+++ Extracted information

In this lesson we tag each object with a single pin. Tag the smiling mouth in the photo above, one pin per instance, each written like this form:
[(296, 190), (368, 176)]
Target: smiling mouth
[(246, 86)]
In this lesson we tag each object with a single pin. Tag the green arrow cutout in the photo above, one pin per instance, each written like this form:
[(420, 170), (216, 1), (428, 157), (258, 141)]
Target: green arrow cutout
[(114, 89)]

++++++

* About this exercise:
Which lines above contain "single"? Show each of them.

* Problem solution:
In this lesson we tag each object with a single pin. Tag the smiling mouth in the photo above, one pin per instance, each written like this form:
In this lesson we tag each object with a single pin. Tag the green arrow cutout in the photo above, one pin per instance, each written like this form:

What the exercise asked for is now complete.